### SHORT EXERCISE:
Report how many lines in the material below contain the string "shrub". Matches are case-sensitive, and the reply should be only the number.

Saved entries:
## start

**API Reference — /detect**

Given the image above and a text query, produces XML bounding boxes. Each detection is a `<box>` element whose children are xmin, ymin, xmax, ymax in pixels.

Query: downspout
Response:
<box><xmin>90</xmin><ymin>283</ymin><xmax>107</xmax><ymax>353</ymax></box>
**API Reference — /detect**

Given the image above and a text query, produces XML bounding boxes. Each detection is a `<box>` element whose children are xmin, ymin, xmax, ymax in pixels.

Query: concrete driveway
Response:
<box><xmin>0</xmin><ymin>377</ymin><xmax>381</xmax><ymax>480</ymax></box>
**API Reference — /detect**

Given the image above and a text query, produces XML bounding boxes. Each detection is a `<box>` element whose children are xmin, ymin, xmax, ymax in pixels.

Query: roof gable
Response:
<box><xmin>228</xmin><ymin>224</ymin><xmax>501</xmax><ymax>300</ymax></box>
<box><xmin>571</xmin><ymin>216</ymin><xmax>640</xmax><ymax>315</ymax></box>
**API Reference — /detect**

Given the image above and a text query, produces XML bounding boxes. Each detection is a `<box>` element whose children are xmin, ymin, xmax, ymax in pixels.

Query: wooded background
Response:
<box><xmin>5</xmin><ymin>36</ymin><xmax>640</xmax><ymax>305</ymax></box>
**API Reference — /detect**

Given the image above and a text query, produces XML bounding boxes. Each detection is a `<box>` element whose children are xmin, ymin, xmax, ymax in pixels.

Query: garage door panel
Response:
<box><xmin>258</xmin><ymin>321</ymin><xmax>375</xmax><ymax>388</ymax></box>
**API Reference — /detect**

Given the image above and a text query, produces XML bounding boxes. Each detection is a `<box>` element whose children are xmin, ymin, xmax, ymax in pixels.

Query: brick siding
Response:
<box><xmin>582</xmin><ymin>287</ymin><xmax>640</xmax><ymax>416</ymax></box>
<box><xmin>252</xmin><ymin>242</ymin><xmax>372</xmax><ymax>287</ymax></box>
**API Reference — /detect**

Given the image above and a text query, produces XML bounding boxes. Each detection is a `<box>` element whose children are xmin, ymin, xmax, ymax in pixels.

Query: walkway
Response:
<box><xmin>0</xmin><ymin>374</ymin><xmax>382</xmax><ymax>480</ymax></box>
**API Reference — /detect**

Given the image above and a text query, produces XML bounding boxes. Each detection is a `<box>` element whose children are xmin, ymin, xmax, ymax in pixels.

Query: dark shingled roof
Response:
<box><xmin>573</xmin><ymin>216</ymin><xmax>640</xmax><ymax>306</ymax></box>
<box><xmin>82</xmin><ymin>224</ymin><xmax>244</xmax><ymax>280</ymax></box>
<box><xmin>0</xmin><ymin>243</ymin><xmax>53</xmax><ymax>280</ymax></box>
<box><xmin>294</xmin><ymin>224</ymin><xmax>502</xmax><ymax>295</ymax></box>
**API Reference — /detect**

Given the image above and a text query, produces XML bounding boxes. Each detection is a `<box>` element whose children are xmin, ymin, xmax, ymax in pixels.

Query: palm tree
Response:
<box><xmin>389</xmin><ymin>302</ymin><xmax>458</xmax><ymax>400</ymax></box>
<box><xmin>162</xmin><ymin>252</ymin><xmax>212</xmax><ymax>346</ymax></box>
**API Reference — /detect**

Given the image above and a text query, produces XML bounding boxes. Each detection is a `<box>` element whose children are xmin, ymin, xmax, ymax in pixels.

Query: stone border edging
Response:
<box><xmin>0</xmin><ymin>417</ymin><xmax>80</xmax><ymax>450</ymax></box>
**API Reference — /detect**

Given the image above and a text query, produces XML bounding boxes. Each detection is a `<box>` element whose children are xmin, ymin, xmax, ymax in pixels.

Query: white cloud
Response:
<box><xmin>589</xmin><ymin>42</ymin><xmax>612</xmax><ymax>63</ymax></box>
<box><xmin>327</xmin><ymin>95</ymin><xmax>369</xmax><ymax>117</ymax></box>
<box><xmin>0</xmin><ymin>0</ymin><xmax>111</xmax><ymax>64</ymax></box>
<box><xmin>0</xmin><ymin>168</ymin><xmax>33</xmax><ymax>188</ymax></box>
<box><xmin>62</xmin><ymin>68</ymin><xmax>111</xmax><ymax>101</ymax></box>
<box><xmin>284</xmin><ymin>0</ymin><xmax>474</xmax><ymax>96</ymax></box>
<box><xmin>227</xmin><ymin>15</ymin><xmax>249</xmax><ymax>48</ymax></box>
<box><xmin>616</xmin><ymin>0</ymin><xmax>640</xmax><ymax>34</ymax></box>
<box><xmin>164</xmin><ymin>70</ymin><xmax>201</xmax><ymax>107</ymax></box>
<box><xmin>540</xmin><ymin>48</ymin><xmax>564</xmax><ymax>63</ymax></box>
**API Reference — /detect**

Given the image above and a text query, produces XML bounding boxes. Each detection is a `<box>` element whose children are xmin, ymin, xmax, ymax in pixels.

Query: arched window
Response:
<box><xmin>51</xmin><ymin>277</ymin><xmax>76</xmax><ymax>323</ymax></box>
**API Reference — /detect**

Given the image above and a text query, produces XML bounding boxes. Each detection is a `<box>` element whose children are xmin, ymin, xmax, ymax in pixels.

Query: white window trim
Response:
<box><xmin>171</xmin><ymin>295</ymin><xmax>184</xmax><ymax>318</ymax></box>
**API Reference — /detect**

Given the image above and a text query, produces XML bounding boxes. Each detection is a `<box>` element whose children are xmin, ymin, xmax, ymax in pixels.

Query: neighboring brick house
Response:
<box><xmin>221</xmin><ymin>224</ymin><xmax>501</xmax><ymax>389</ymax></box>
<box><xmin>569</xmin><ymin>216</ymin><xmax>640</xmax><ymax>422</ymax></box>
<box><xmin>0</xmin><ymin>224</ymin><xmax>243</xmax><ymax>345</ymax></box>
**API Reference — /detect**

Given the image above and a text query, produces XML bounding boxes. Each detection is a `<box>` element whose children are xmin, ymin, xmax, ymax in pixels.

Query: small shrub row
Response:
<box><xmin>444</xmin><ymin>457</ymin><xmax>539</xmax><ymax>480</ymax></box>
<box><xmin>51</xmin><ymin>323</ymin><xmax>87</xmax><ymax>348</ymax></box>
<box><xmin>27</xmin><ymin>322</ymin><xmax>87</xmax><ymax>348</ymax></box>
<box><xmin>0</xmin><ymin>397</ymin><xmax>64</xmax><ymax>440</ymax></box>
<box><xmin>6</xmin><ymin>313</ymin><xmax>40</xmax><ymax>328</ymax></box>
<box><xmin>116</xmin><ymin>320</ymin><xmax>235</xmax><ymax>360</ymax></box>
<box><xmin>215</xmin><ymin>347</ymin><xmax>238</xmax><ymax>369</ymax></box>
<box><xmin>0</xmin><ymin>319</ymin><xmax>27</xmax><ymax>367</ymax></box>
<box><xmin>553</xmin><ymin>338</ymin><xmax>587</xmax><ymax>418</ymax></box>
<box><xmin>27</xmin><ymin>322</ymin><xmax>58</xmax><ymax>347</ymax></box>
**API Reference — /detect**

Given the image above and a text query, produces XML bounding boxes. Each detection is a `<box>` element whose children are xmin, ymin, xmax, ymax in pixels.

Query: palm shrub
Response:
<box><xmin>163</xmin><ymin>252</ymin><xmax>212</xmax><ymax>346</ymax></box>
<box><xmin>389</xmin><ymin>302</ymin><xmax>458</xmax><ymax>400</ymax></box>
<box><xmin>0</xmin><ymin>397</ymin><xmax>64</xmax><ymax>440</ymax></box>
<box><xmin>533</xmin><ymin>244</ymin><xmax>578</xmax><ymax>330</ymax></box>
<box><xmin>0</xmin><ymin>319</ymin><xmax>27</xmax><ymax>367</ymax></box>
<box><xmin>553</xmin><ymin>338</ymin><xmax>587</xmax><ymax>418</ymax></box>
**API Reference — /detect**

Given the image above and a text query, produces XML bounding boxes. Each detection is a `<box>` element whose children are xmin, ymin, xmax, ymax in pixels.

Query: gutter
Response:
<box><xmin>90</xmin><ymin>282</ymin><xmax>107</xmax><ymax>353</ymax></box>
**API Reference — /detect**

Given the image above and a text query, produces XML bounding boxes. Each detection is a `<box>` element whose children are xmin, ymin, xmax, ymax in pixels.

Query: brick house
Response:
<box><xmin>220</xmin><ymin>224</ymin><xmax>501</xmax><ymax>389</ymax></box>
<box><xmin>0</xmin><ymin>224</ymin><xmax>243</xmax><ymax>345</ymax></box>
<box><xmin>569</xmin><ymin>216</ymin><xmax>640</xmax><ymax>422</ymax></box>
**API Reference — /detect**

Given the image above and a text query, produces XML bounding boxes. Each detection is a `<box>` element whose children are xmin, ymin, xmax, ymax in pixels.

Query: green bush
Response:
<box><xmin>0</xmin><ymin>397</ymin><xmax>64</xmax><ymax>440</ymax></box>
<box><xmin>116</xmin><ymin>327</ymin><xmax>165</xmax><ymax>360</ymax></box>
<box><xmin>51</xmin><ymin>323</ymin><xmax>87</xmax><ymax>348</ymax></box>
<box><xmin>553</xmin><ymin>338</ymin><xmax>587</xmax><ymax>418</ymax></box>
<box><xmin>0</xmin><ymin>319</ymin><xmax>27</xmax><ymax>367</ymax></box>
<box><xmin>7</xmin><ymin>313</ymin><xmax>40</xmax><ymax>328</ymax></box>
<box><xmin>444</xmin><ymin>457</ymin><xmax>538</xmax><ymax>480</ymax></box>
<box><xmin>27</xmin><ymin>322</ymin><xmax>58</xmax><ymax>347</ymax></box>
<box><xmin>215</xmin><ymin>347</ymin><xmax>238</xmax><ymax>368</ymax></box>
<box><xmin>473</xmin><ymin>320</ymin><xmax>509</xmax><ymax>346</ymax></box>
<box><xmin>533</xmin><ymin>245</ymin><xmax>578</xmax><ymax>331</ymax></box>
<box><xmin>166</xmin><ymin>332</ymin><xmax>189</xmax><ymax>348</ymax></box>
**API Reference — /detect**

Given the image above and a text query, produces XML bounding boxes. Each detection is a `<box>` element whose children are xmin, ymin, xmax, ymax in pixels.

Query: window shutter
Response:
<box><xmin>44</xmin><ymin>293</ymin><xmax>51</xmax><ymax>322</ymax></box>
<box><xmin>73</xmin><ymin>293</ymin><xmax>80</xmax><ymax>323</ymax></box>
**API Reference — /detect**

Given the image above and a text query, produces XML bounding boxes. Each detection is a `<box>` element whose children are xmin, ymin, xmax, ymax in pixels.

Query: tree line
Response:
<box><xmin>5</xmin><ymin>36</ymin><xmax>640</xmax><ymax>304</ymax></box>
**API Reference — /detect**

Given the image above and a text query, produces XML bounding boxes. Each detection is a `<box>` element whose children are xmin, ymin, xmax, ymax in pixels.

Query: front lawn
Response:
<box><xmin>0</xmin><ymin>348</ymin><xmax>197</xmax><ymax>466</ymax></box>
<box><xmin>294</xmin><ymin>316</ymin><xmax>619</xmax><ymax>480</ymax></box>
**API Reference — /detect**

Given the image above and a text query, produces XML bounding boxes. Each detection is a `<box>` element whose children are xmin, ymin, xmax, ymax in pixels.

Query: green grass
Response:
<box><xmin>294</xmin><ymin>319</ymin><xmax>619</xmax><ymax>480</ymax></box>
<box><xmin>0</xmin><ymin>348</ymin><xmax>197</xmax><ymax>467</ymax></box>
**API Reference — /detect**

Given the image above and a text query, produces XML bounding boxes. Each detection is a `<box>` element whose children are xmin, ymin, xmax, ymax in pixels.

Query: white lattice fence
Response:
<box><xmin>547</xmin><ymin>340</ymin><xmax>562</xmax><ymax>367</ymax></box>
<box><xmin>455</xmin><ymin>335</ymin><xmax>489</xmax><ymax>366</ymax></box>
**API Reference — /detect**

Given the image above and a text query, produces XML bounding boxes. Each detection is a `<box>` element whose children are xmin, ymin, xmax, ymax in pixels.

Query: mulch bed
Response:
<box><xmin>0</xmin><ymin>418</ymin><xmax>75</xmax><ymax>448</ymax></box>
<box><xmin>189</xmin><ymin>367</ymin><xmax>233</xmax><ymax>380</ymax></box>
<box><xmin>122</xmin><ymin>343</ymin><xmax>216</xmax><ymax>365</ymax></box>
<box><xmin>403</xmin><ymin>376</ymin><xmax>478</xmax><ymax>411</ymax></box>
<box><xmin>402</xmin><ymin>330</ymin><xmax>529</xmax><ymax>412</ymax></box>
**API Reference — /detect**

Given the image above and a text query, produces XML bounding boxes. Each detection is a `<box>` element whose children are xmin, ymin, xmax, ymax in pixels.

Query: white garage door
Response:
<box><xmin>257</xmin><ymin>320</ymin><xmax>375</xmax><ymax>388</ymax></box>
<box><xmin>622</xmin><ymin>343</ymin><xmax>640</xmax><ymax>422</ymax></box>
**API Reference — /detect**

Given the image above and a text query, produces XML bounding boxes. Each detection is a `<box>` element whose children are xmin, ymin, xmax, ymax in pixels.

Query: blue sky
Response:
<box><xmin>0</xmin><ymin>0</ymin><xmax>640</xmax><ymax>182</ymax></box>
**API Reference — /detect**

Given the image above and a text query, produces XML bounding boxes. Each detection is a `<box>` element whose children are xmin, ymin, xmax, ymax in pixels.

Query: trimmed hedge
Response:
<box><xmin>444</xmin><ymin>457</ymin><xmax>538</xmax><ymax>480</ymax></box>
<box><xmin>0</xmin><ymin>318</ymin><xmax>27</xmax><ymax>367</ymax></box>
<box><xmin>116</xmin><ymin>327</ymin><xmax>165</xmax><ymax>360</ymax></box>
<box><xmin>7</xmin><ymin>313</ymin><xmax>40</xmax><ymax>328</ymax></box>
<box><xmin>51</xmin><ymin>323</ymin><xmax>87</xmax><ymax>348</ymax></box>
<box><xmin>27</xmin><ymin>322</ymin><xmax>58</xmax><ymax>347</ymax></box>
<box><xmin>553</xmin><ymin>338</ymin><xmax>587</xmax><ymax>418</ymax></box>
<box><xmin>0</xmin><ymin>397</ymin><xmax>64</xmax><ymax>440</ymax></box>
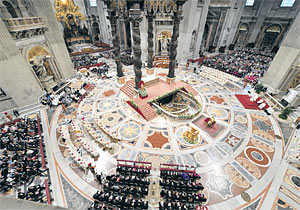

## end

### ANSWER FOR THE TASK:
2